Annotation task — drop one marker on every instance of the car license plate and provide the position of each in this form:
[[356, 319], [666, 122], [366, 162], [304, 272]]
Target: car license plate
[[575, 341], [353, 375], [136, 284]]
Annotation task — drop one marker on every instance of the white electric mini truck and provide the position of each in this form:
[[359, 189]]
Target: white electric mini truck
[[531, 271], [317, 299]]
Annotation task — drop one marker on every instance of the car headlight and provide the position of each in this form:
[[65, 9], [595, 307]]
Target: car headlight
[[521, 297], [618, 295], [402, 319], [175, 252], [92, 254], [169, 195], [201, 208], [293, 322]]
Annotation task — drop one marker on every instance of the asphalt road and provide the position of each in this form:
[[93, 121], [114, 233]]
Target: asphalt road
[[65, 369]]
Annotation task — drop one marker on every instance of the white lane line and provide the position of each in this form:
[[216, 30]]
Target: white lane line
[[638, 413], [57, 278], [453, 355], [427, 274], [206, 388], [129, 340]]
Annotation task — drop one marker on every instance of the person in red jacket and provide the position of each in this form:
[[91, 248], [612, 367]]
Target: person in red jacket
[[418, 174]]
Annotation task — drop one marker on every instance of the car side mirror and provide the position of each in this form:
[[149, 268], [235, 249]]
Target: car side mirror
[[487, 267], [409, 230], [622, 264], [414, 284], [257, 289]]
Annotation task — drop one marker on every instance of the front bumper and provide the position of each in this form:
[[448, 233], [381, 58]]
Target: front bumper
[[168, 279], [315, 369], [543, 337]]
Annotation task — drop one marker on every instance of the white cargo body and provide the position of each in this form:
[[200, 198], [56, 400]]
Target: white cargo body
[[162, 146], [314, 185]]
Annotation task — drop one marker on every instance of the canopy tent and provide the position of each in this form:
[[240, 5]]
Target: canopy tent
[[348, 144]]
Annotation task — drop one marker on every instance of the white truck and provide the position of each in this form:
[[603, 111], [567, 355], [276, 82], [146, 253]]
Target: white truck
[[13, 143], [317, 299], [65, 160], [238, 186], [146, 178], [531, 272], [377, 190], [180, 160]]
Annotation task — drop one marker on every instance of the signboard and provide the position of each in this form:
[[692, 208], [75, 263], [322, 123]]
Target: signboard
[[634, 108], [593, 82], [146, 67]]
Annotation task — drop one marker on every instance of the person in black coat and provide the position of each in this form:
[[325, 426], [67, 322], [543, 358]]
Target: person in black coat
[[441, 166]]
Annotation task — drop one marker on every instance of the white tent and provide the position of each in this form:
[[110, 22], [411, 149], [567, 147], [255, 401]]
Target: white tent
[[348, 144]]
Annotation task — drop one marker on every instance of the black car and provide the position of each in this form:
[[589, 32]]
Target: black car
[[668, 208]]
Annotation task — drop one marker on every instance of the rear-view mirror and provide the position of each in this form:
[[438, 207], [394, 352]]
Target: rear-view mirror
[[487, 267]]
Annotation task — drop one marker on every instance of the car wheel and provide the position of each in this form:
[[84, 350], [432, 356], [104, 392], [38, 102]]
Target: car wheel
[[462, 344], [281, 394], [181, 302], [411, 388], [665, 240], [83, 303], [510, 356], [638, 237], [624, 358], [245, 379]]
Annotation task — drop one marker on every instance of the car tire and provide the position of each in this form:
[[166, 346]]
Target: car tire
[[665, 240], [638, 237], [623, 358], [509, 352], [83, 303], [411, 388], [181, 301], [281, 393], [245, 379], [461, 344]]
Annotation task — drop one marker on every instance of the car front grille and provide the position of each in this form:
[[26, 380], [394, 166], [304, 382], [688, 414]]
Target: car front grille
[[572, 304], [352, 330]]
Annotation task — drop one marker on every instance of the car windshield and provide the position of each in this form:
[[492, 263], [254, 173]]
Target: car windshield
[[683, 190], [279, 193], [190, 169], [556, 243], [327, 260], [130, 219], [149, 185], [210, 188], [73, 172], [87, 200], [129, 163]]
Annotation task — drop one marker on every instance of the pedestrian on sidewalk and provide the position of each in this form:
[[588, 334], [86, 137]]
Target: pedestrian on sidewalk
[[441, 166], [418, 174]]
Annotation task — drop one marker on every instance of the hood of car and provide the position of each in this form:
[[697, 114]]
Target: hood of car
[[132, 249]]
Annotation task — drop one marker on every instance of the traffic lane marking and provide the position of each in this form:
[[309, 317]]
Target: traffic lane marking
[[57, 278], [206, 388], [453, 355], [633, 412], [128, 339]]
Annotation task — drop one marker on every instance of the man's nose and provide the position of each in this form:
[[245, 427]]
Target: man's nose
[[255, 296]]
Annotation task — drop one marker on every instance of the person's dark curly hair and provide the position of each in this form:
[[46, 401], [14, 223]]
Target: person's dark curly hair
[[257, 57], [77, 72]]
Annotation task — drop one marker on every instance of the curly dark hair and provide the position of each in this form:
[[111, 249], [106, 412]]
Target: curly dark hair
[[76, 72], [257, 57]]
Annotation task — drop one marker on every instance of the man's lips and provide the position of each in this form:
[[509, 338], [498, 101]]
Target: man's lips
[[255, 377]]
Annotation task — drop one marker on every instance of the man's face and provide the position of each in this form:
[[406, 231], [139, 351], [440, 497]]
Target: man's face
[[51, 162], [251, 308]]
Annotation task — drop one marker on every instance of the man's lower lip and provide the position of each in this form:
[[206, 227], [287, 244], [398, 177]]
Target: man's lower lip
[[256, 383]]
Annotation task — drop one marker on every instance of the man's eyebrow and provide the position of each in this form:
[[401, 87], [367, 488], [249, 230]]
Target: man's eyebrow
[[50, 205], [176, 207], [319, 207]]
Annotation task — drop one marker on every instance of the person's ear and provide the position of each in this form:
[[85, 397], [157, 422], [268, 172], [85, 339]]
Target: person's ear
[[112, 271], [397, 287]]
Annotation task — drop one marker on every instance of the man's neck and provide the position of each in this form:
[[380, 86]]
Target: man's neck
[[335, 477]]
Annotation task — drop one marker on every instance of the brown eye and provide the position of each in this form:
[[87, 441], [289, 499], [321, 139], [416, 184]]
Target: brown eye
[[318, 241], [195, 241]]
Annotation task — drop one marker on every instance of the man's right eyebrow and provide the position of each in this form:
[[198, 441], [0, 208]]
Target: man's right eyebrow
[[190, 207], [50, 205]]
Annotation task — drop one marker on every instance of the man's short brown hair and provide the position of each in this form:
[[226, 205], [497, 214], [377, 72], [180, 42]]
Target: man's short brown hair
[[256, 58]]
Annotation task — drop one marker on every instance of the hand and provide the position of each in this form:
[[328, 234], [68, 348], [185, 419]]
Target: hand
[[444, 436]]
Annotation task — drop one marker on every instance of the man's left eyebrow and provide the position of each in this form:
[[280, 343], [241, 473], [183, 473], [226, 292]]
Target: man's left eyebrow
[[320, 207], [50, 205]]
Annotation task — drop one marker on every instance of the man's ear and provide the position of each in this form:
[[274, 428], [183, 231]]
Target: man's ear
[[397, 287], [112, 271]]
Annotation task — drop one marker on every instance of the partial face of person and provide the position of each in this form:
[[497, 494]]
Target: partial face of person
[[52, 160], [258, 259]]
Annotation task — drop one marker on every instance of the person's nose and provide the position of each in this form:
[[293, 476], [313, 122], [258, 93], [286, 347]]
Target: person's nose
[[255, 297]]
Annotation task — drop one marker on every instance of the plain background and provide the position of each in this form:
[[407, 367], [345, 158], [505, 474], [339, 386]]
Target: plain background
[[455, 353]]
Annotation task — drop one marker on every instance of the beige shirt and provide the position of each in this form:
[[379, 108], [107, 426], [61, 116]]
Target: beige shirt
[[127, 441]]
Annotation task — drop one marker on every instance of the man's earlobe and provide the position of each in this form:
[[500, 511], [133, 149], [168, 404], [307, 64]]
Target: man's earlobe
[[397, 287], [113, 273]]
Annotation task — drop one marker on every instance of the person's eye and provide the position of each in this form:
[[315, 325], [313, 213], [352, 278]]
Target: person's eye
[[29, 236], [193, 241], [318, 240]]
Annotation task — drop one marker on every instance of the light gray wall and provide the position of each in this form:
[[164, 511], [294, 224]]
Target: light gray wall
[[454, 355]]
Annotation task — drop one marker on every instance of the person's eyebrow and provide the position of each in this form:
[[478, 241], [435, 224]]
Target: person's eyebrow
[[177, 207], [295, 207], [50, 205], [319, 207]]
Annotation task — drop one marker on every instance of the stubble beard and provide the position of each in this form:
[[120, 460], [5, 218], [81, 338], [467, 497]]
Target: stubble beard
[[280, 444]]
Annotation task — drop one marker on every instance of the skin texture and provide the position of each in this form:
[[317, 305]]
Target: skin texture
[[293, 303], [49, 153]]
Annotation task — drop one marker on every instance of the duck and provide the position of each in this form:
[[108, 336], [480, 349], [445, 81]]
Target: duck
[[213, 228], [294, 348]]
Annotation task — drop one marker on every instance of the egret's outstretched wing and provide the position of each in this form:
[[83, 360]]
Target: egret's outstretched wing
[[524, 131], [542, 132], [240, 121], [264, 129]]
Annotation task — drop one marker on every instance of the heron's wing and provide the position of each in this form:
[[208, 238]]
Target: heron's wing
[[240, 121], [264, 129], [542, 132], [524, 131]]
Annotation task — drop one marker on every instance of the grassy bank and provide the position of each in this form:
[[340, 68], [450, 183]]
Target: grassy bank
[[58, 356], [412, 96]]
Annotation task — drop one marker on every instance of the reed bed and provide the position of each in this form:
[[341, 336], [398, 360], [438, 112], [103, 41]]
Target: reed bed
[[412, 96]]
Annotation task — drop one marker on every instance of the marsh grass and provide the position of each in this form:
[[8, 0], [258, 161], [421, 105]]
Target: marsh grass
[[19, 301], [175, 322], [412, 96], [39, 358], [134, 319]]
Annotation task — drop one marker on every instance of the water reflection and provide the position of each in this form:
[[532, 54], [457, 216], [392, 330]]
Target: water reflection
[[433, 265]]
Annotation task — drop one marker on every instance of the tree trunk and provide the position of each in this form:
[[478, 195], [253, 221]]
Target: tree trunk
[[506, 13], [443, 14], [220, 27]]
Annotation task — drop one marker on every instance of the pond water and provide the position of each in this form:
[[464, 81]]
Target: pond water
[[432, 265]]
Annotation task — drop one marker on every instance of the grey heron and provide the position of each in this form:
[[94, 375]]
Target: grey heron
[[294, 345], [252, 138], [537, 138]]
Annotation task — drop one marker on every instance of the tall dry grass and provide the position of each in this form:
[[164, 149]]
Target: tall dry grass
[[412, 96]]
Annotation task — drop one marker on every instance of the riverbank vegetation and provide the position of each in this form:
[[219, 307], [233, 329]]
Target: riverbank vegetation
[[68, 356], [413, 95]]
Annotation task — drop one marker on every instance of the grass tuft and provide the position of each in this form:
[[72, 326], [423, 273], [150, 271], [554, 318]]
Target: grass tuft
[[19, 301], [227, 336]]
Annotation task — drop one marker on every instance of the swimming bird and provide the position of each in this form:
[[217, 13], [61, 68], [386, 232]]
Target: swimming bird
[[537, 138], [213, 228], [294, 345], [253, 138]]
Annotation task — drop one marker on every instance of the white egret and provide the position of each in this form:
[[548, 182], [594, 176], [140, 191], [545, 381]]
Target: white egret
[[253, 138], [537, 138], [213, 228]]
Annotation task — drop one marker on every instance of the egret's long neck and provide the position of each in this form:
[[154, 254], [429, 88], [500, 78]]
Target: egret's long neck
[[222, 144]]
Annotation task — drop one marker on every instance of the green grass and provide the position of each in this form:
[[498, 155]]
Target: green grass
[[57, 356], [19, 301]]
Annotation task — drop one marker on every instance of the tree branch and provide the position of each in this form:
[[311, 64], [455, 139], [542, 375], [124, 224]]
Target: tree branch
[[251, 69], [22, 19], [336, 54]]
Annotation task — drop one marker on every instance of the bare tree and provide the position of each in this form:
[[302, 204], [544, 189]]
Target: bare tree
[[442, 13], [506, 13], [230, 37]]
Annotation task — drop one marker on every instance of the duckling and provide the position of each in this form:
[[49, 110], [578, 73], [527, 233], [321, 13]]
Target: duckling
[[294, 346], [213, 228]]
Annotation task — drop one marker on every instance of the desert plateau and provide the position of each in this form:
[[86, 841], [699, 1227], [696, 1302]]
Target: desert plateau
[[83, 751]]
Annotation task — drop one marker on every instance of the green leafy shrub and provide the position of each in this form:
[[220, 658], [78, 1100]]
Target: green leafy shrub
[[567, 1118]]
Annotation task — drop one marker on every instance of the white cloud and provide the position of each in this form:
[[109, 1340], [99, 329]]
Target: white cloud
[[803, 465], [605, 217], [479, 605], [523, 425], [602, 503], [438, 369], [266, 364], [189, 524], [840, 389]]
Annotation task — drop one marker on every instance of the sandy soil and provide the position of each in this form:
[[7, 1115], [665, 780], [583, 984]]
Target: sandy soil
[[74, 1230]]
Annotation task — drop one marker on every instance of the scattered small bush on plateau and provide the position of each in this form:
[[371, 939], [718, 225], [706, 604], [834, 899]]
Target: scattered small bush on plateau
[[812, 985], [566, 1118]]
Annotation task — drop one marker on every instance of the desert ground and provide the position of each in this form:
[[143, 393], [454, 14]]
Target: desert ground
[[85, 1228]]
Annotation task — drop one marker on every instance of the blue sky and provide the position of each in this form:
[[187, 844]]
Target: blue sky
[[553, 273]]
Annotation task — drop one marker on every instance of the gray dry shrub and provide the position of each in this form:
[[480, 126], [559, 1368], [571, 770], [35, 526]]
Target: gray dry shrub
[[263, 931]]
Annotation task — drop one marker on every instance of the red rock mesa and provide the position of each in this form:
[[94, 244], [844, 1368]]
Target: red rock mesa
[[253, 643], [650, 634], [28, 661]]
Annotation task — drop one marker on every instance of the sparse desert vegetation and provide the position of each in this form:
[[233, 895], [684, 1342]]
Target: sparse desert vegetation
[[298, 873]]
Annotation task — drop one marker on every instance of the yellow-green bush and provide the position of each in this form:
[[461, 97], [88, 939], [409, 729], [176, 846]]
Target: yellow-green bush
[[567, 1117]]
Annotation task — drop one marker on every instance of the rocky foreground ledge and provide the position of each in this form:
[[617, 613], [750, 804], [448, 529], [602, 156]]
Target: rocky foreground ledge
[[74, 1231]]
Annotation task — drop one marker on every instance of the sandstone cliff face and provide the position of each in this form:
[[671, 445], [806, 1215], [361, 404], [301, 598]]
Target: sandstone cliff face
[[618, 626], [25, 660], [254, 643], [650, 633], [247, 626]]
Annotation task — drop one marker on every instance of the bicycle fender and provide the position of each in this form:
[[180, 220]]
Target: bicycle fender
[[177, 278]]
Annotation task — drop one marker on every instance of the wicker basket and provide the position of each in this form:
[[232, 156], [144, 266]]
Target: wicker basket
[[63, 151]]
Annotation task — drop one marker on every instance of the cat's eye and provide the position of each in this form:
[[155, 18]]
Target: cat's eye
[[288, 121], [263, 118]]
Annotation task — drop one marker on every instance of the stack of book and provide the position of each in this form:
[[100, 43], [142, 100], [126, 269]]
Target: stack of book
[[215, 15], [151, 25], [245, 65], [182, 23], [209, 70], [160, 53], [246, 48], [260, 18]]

**Description of the task:** Copy exactly the stretch of data above from the line with "Target: white cloud" through the line with "[[371, 939], [718, 225], [706, 604], [834, 899]]", and omit all other lines.

**Result for this task:**
Target: white cloud
[[803, 465], [605, 217], [479, 605], [523, 425], [602, 503], [438, 369], [266, 364], [189, 524], [840, 389]]
Annotation task — drop one marker on every instance of the sandy soil and provide the position of each in this form:
[[7, 1115], [665, 780], [583, 984]]
Target: sandy soil
[[74, 1230]]
Annotation task — drop one marker on every instance of the scattered small bush on plateau and provide the position of each in this form:
[[371, 939], [718, 225], [706, 604], [834, 899]]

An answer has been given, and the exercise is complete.